(Image region labeling entries)
^^^^^^^^^^^^^^^^
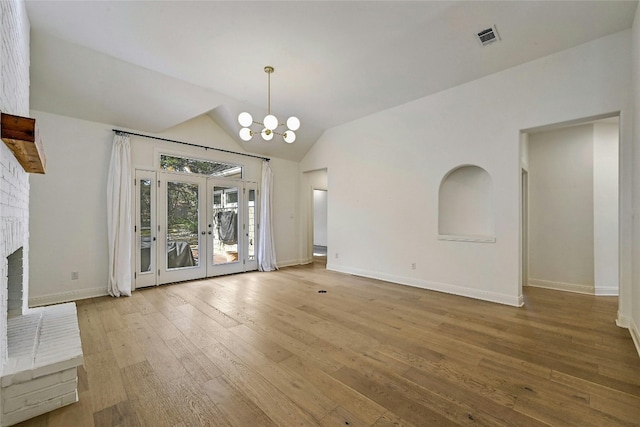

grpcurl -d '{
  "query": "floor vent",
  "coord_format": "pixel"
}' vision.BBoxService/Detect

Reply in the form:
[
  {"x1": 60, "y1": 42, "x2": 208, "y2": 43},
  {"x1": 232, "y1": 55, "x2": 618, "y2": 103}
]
[{"x1": 476, "y1": 25, "x2": 500, "y2": 46}]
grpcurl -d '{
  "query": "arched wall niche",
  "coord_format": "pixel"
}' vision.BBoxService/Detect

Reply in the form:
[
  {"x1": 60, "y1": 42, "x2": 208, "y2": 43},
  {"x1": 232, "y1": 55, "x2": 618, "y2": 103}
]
[{"x1": 438, "y1": 165, "x2": 496, "y2": 242}]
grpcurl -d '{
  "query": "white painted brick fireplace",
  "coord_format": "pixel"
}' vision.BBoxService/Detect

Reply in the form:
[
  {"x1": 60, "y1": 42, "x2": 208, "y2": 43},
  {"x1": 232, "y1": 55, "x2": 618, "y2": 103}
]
[{"x1": 0, "y1": 0, "x2": 82, "y2": 427}]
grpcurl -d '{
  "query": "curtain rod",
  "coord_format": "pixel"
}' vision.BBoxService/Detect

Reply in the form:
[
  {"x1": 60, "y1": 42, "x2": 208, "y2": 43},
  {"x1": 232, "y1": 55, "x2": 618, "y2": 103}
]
[{"x1": 111, "y1": 129, "x2": 271, "y2": 162}]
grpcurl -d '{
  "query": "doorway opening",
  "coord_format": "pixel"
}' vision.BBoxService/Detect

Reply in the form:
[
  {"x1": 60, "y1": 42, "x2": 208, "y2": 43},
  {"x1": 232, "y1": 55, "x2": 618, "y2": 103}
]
[
  {"x1": 521, "y1": 114, "x2": 620, "y2": 296},
  {"x1": 313, "y1": 189, "x2": 327, "y2": 263}
]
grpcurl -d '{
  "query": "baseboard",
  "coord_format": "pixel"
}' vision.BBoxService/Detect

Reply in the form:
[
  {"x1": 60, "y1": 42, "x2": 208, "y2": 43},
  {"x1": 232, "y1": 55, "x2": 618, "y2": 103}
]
[
  {"x1": 527, "y1": 279, "x2": 595, "y2": 295},
  {"x1": 616, "y1": 310, "x2": 631, "y2": 329},
  {"x1": 594, "y1": 286, "x2": 619, "y2": 297},
  {"x1": 29, "y1": 286, "x2": 108, "y2": 307},
  {"x1": 629, "y1": 319, "x2": 640, "y2": 356},
  {"x1": 278, "y1": 258, "x2": 313, "y2": 268},
  {"x1": 327, "y1": 263, "x2": 524, "y2": 307}
]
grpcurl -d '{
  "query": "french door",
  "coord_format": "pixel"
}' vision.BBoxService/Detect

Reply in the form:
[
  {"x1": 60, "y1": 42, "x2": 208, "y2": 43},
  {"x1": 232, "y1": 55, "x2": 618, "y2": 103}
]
[{"x1": 135, "y1": 171, "x2": 258, "y2": 288}]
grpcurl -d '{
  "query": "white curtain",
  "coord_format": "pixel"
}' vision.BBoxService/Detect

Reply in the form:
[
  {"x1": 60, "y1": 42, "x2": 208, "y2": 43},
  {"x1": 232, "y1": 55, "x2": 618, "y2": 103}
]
[
  {"x1": 258, "y1": 160, "x2": 278, "y2": 271},
  {"x1": 107, "y1": 134, "x2": 133, "y2": 297}
]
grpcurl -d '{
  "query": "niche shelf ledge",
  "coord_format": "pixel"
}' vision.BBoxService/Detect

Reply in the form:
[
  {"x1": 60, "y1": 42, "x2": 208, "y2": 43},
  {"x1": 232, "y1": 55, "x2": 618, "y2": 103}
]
[{"x1": 438, "y1": 234, "x2": 496, "y2": 243}]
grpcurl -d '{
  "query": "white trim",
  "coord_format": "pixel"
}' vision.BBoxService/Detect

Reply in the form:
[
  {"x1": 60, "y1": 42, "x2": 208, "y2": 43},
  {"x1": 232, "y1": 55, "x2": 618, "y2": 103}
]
[
  {"x1": 327, "y1": 263, "x2": 524, "y2": 307},
  {"x1": 593, "y1": 286, "x2": 619, "y2": 297},
  {"x1": 629, "y1": 319, "x2": 640, "y2": 356},
  {"x1": 29, "y1": 286, "x2": 109, "y2": 307},
  {"x1": 438, "y1": 234, "x2": 496, "y2": 243},
  {"x1": 278, "y1": 258, "x2": 313, "y2": 268},
  {"x1": 527, "y1": 279, "x2": 604, "y2": 295},
  {"x1": 616, "y1": 310, "x2": 631, "y2": 329}
]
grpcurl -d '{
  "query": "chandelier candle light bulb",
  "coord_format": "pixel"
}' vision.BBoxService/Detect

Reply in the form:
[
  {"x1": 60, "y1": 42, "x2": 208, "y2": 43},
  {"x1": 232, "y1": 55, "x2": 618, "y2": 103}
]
[{"x1": 238, "y1": 65, "x2": 300, "y2": 144}]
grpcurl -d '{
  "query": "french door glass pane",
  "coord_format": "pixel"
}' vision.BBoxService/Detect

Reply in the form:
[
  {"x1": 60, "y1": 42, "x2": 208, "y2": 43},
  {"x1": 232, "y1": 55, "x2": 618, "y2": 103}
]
[
  {"x1": 139, "y1": 179, "x2": 151, "y2": 273},
  {"x1": 167, "y1": 181, "x2": 200, "y2": 269},
  {"x1": 247, "y1": 189, "x2": 257, "y2": 261},
  {"x1": 211, "y1": 185, "x2": 239, "y2": 264}
]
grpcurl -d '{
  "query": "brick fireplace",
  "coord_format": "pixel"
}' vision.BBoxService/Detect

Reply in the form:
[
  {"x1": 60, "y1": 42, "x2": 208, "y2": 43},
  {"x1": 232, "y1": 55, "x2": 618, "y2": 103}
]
[{"x1": 0, "y1": 0, "x2": 82, "y2": 427}]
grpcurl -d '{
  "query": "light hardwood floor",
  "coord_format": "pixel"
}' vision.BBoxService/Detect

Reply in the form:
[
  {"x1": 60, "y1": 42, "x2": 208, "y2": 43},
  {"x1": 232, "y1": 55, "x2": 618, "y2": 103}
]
[{"x1": 15, "y1": 264, "x2": 640, "y2": 427}]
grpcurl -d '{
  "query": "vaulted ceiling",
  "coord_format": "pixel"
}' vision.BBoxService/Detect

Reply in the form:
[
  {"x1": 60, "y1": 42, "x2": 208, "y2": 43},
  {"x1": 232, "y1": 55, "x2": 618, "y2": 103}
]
[{"x1": 27, "y1": 1, "x2": 637, "y2": 160}]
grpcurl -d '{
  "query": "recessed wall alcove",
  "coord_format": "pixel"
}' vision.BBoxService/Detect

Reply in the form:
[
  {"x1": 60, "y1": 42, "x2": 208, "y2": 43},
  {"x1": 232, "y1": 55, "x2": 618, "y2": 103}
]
[{"x1": 438, "y1": 165, "x2": 496, "y2": 242}]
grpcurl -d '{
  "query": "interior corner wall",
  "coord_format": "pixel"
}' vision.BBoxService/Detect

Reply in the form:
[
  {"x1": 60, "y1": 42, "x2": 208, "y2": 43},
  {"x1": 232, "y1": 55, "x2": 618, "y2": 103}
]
[
  {"x1": 0, "y1": 0, "x2": 30, "y2": 378},
  {"x1": 30, "y1": 111, "x2": 299, "y2": 305},
  {"x1": 529, "y1": 125, "x2": 596, "y2": 293},
  {"x1": 298, "y1": 170, "x2": 331, "y2": 264},
  {"x1": 301, "y1": 30, "x2": 631, "y2": 305},
  {"x1": 632, "y1": 1, "x2": 640, "y2": 355},
  {"x1": 313, "y1": 190, "x2": 327, "y2": 246},
  {"x1": 593, "y1": 123, "x2": 620, "y2": 295}
]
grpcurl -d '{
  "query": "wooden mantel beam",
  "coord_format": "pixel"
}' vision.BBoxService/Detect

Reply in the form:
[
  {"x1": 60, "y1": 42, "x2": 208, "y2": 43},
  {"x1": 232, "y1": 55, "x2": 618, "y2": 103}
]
[{"x1": 0, "y1": 113, "x2": 47, "y2": 173}]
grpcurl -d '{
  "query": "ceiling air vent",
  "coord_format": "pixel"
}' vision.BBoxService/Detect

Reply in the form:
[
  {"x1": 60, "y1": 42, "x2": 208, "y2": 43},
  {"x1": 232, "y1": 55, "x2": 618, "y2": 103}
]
[{"x1": 476, "y1": 25, "x2": 500, "y2": 46}]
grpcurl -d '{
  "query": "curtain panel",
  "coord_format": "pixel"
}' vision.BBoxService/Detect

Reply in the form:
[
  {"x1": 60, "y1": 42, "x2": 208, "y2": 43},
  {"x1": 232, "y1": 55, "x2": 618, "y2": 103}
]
[
  {"x1": 107, "y1": 134, "x2": 133, "y2": 297},
  {"x1": 258, "y1": 161, "x2": 278, "y2": 271}
]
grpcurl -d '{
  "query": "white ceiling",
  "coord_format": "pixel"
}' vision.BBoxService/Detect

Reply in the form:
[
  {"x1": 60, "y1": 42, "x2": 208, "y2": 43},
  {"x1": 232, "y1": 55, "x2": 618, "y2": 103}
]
[{"x1": 27, "y1": 0, "x2": 637, "y2": 160}]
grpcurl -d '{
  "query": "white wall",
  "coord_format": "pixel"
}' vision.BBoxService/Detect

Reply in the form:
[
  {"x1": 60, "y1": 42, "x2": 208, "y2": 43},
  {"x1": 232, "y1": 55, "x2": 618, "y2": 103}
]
[
  {"x1": 30, "y1": 111, "x2": 299, "y2": 305},
  {"x1": 313, "y1": 190, "x2": 327, "y2": 246},
  {"x1": 529, "y1": 125, "x2": 596, "y2": 293},
  {"x1": 632, "y1": 8, "x2": 640, "y2": 354},
  {"x1": 593, "y1": 123, "x2": 620, "y2": 295},
  {"x1": 301, "y1": 31, "x2": 631, "y2": 305}
]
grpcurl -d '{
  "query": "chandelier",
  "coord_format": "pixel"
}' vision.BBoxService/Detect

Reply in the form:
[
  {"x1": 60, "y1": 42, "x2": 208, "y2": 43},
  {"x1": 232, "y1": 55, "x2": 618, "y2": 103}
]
[{"x1": 238, "y1": 65, "x2": 300, "y2": 144}]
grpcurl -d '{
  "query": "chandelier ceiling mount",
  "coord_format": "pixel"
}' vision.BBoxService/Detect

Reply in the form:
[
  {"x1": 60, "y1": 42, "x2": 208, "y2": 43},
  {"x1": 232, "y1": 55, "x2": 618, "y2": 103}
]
[{"x1": 238, "y1": 65, "x2": 300, "y2": 144}]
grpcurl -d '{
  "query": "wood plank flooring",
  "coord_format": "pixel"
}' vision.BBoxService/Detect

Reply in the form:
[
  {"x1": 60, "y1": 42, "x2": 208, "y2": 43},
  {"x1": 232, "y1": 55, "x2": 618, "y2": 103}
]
[{"x1": 15, "y1": 264, "x2": 640, "y2": 427}]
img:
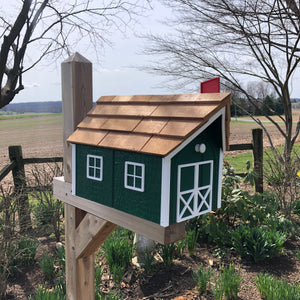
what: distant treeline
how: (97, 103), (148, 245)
(231, 95), (284, 116)
(0, 101), (62, 114)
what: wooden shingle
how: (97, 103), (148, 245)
(68, 93), (231, 155)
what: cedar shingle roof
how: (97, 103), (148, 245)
(68, 93), (231, 155)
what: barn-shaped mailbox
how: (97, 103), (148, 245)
(68, 93), (230, 227)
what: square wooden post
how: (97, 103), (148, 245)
(61, 53), (116, 300)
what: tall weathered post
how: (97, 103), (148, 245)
(252, 128), (264, 193)
(61, 53), (115, 300)
(8, 146), (32, 233)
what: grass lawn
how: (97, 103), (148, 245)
(224, 143), (300, 173)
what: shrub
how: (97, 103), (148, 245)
(10, 237), (39, 268)
(54, 246), (66, 295)
(103, 228), (134, 284)
(95, 265), (103, 295)
(33, 202), (51, 226)
(29, 285), (66, 300)
(186, 230), (199, 256)
(221, 264), (242, 299)
(232, 225), (286, 262)
(160, 243), (176, 267)
(256, 273), (300, 300)
(192, 265), (212, 294)
(144, 249), (155, 274)
(213, 264), (242, 300)
(40, 253), (55, 280)
(31, 164), (64, 242)
(293, 199), (300, 215)
(175, 239), (186, 257)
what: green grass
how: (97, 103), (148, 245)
(224, 144), (300, 173)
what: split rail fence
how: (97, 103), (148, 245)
(0, 128), (263, 193)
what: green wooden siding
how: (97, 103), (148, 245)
(76, 144), (162, 224)
(76, 144), (113, 206)
(170, 117), (222, 224)
(114, 151), (161, 224)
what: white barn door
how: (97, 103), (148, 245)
(177, 160), (213, 222)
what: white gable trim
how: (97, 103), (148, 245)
(72, 144), (76, 195)
(218, 149), (223, 208)
(165, 107), (226, 159)
(160, 157), (171, 227)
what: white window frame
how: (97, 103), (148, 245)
(124, 161), (145, 192)
(86, 154), (103, 181)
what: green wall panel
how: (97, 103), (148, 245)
(113, 150), (161, 223)
(170, 117), (222, 224)
(76, 145), (113, 206)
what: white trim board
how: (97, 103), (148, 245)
(160, 157), (171, 227)
(160, 107), (226, 227)
(165, 107), (226, 159)
(71, 144), (76, 195)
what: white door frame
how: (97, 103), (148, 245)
(176, 160), (213, 222)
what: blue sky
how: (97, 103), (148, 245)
(13, 1), (178, 103)
(11, 0), (300, 103)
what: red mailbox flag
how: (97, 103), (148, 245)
(200, 77), (220, 93)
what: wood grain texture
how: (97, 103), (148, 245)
(68, 93), (231, 156)
(53, 177), (185, 244)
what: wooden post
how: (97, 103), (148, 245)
(8, 146), (32, 233)
(61, 53), (116, 300)
(252, 128), (264, 193)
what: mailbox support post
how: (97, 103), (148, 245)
(61, 53), (116, 300)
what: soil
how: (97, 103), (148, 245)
(7, 238), (300, 300)
(0, 114), (300, 300)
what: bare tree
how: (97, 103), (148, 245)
(0, 0), (148, 108)
(146, 0), (300, 211)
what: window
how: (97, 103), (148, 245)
(124, 161), (145, 192)
(86, 154), (103, 181)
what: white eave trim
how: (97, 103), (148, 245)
(160, 157), (171, 227)
(72, 144), (76, 196)
(165, 107), (226, 159)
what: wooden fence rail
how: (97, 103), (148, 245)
(0, 128), (263, 193)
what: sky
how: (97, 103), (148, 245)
(13, 1), (178, 103)
(7, 0), (300, 103)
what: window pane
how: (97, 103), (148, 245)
(127, 176), (134, 187)
(135, 166), (142, 177)
(95, 169), (100, 178)
(127, 164), (134, 175)
(89, 167), (94, 177)
(96, 158), (101, 168)
(135, 177), (142, 189)
(89, 157), (95, 166)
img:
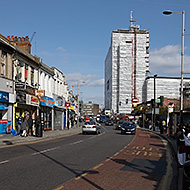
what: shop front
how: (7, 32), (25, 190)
(54, 97), (66, 130)
(0, 91), (11, 133)
(14, 91), (39, 131)
(39, 96), (55, 131)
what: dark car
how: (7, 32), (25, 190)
(105, 119), (113, 125)
(121, 121), (136, 134)
(115, 120), (124, 130)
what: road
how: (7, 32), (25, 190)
(0, 125), (177, 190)
(0, 126), (133, 190)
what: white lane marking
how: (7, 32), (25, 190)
(70, 140), (83, 145)
(0, 160), (9, 164)
(32, 147), (59, 155)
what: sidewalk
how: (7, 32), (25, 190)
(138, 127), (183, 190)
(0, 126), (82, 148)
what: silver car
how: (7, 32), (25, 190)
(82, 121), (101, 134)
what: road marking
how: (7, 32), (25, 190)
(75, 173), (87, 180)
(54, 185), (64, 190)
(124, 146), (163, 158)
(70, 140), (83, 145)
(93, 163), (103, 170)
(32, 147), (59, 156)
(0, 160), (9, 164)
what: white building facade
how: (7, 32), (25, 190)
(105, 25), (149, 114)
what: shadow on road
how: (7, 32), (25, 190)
(26, 145), (104, 190)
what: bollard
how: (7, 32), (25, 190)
(182, 160), (190, 190)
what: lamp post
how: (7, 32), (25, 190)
(163, 10), (185, 116)
(77, 81), (85, 127)
(153, 74), (157, 131)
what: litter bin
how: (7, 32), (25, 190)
(182, 160), (190, 190)
(36, 124), (43, 137)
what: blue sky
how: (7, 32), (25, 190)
(0, 0), (190, 106)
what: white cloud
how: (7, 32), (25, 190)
(150, 45), (190, 76)
(66, 73), (98, 85)
(41, 51), (54, 56)
(88, 79), (104, 86)
(57, 46), (66, 52)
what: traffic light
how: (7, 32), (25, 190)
(151, 99), (155, 107)
(160, 96), (164, 106)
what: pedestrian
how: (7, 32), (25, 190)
(35, 115), (41, 137)
(176, 126), (186, 166)
(183, 126), (190, 161)
(148, 119), (152, 130)
(27, 115), (33, 136)
(162, 120), (167, 133)
(21, 116), (29, 137)
(71, 117), (74, 128)
(67, 118), (70, 130)
(17, 116), (23, 135)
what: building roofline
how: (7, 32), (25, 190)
(145, 76), (190, 80)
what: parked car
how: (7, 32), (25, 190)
(121, 121), (136, 134)
(82, 120), (101, 134)
(115, 120), (124, 130)
(105, 119), (113, 125)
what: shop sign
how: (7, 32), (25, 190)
(40, 96), (55, 107)
(55, 100), (63, 106)
(65, 102), (71, 107)
(69, 106), (75, 110)
(15, 82), (25, 90)
(35, 90), (45, 96)
(0, 103), (8, 110)
(26, 94), (39, 106)
(0, 92), (9, 102)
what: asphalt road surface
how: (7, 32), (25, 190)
(0, 126), (134, 190)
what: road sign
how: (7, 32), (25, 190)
(131, 98), (139, 104)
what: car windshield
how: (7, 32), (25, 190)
(123, 122), (134, 127)
(85, 121), (96, 125)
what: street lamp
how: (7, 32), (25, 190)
(77, 81), (85, 127)
(153, 74), (157, 131)
(163, 10), (185, 114)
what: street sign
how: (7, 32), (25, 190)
(131, 98), (139, 104)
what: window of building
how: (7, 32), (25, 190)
(24, 64), (28, 81)
(31, 67), (34, 86)
(1, 51), (7, 76)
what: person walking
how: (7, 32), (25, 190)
(67, 118), (70, 130)
(21, 116), (29, 137)
(176, 126), (186, 166)
(35, 116), (41, 137)
(17, 116), (23, 135)
(162, 120), (167, 133)
(27, 115), (33, 136)
(183, 126), (190, 161)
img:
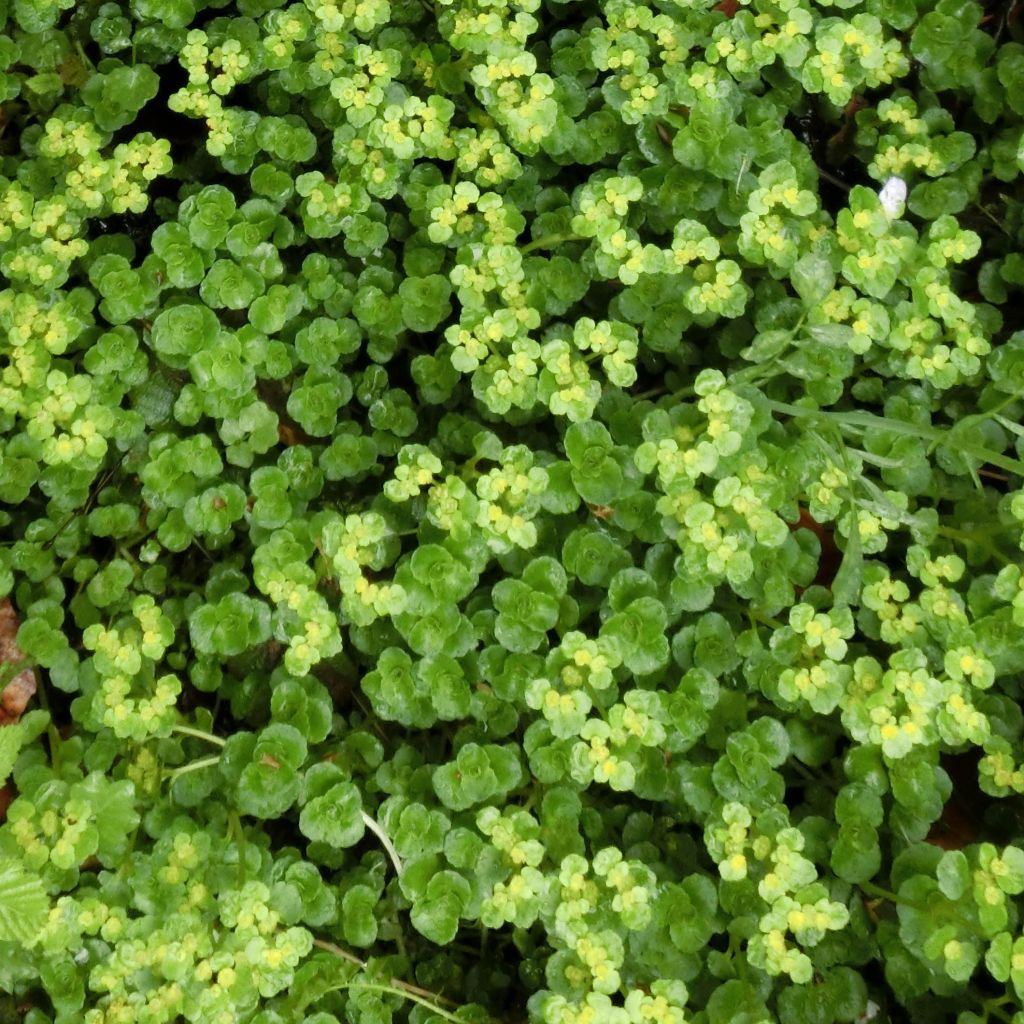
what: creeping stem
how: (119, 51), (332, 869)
(167, 725), (402, 874)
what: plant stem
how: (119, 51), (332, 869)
(164, 754), (220, 782)
(857, 882), (988, 941)
(519, 234), (589, 256)
(171, 725), (227, 746)
(767, 399), (1024, 475)
(361, 811), (402, 874)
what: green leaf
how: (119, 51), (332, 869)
(299, 782), (366, 848)
(398, 273), (452, 334)
(410, 870), (472, 945)
(0, 858), (49, 945)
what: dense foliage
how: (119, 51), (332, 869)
(0, 0), (1024, 1024)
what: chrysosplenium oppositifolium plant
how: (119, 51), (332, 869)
(0, 0), (1024, 1024)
^^^^^^^^^^^^^^^^
### Exercise task
Select and copy out every line in the entries above that contains the string "trim".

### The reply
  "query": "white trim",
what: white gable trim
what: white trim board
what: white eave trim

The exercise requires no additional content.